== Assigned task ==
Exactly reproduce the lines from the line that has "Provide the target's" down to the last line of the entries, inclusive.

== Saved entries ==
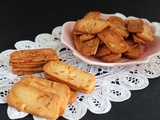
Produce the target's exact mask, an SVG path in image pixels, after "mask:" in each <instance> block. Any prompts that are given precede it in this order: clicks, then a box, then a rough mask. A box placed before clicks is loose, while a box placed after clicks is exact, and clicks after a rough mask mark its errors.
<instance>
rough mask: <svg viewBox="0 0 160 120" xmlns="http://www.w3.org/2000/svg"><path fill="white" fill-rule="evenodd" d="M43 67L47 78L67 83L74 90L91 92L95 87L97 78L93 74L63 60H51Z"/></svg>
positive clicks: (53, 80) (69, 86)
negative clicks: (65, 62)
mask: <svg viewBox="0 0 160 120" xmlns="http://www.w3.org/2000/svg"><path fill="white" fill-rule="evenodd" d="M43 69H44V75H45V77H46V78H48V79H50V80H53V81H56V82H60V83H63V84H66V85H67V86H69V87H70V88H71V89H73V90H76V91H80V92H83V93H85V94H89V93H92V92H93V90H94V88H95V84H96V78H95V76H94V75H93V74H91V73H89V72H86V71H84V70H81V69H78V68H76V67H74V66H71V65H69V64H66V63H64V62H62V61H50V62H48V63H46V64H45V65H44V67H43Z"/></svg>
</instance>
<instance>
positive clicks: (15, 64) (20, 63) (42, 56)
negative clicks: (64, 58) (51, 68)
mask: <svg viewBox="0 0 160 120" xmlns="http://www.w3.org/2000/svg"><path fill="white" fill-rule="evenodd" d="M51 60H59V58H58V55H57V53H56V51H55V50H54V49H51V48H40V49H29V50H17V51H14V52H13V53H11V55H10V59H9V65H10V66H11V67H12V72H13V73H14V74H17V75H25V74H34V73H38V72H43V65H44V64H46V63H47V62H48V61H51Z"/></svg>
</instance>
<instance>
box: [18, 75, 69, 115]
mask: <svg viewBox="0 0 160 120" xmlns="http://www.w3.org/2000/svg"><path fill="white" fill-rule="evenodd" d="M19 82H22V83H24V84H26V85H30V86H32V87H35V88H38V89H41V90H43V91H45V92H50V93H54V94H58V95H59V96H60V99H59V100H60V102H61V105H60V111H59V115H60V116H61V115H63V114H64V113H65V111H66V107H67V104H68V101H69V100H70V88H69V87H68V86H67V85H64V84H61V83H58V82H54V81H50V80H46V79H44V78H39V77H36V76H30V75H27V76H24V77H23V78H21V79H20V81H19Z"/></svg>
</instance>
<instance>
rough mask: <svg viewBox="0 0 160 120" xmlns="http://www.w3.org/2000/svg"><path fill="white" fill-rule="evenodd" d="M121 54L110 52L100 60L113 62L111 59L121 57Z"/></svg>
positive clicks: (115, 60) (106, 61)
mask: <svg viewBox="0 0 160 120" xmlns="http://www.w3.org/2000/svg"><path fill="white" fill-rule="evenodd" d="M121 56H122V54H121V53H119V54H117V53H111V54H109V55H105V56H103V57H102V60H103V61H105V62H113V61H116V60H118V59H119V58H121Z"/></svg>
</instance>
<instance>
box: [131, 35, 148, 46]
mask: <svg viewBox="0 0 160 120" xmlns="http://www.w3.org/2000/svg"><path fill="white" fill-rule="evenodd" d="M132 37H133V40H134V41H135V42H137V43H140V44H141V45H145V44H147V43H148V42H147V41H144V40H143V39H141V38H139V37H138V36H137V35H135V34H133V35H132Z"/></svg>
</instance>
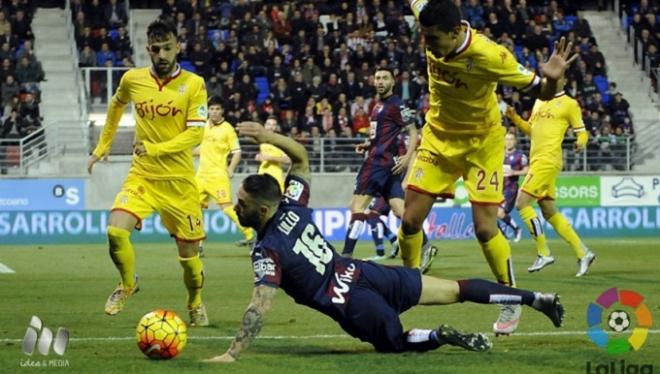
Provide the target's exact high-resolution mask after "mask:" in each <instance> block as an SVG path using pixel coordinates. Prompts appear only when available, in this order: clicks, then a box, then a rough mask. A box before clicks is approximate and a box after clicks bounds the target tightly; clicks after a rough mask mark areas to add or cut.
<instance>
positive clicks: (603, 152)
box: [90, 126, 636, 173]
mask: <svg viewBox="0 0 660 374" xmlns="http://www.w3.org/2000/svg"><path fill="white" fill-rule="evenodd" d="M102 130H103V128H102V127H100V126H94V127H92V129H91V133H90V136H91V138H92V139H93V140H92V142H91V146H95V143H96V142H97V141H98V138H99V135H100V133H101V131H102ZM134 139H135V128H134V127H120V128H119V131H118V132H117V134H116V136H115V140H114V142H113V146H112V149H111V150H110V154H111V155H130V154H131V153H132V152H133V141H134ZM363 141H364V139H363V138H308V139H305V140H303V141H300V142H301V143H302V144H303V145H304V146H305V148H306V149H307V153H308V155H309V160H310V165H311V167H312V171H313V172H315V173H337V172H350V173H354V172H357V171H358V169H359V168H360V166H361V165H362V162H363V160H364V156H363V155H360V154H357V153H355V145H357V144H359V143H362V142H363ZM574 143H575V139H567V140H565V141H564V144H563V163H564V171H566V172H580V173H583V172H596V171H598V172H607V171H630V170H632V169H633V167H634V162H633V155H634V153H635V149H636V144H635V142H634V139H633V138H631V137H623V136H622V137H608V138H603V137H600V138H593V139H591V140H590V142H589V145H588V146H587V147H586V149H585V150H583V151H582V152H575V151H574ZM519 148H520V149H521V150H522V151H523V152H525V153H526V154H529V140H527V139H525V138H522V139H519ZM90 149H91V148H90ZM241 150H242V157H241V162H240V164H239V166H238V168H237V172H254V171H256V170H257V168H258V166H259V161H257V160H255V156H256V155H257V153H258V151H259V148H258V146H257V145H254V144H251V143H247V142H245V143H243V142H242V143H241Z"/></svg>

== Solution to this exercise ==
Provide the target's exact high-resolution mask after "mask:" in each <instance> block as an SVG path using pixel coordinates. Prompts appear only when available, in this order: clicks, then a box, then a rough mask. A box before clicks is approximate and a box after clicks bounds the target tightly; clicks after a rough mask mark areas to add or cut.
<instance>
positive clicks: (603, 152)
box: [90, 126, 636, 173]
mask: <svg viewBox="0 0 660 374" xmlns="http://www.w3.org/2000/svg"><path fill="white" fill-rule="evenodd" d="M102 130H103V128H102V127H100V126H94V127H92V129H91V133H90V136H91V138H92V139H93V140H92V142H91V146H95V143H96V142H97V141H98V138H99V135H100V133H101V131H102ZM134 139H135V128H134V127H120V128H119V131H118V132H117V134H116V136H115V140H114V142H113V146H112V149H111V150H110V154H111V155H130V154H131V153H132V152H133V141H134ZM363 141H364V139H363V138H308V139H305V140H303V141H300V142H301V143H302V144H303V145H304V146H305V148H306V149H307V153H308V155H309V160H310V165H311V167H312V171H313V172H315V173H337V172H350V173H354V172H357V171H358V169H359V168H360V166H361V165H362V162H363V160H364V156H363V155H360V154H357V153H355V145H357V144H359V143H362V142H363ZM574 143H575V139H567V140H565V141H564V144H563V163H564V171H566V172H580V173H583V172H596V171H598V172H607V171H630V170H632V169H633V167H634V162H633V155H634V153H635V149H636V144H635V142H634V139H633V138H631V137H623V136H622V137H608V138H603V137H600V138H593V139H591V140H590V142H589V145H588V146H587V147H586V149H585V150H583V151H582V152H575V151H574ZM519 148H520V149H521V150H522V151H523V152H525V153H526V154H529V140H527V139H525V138H522V139H519ZM90 149H91V148H90ZM241 150H242V157H241V162H240V164H239V166H238V168H237V172H254V171H256V170H257V168H258V166H259V161H257V160H255V156H256V155H257V153H258V151H259V148H258V146H257V145H254V144H251V143H247V142H245V143H243V142H242V143H241Z"/></svg>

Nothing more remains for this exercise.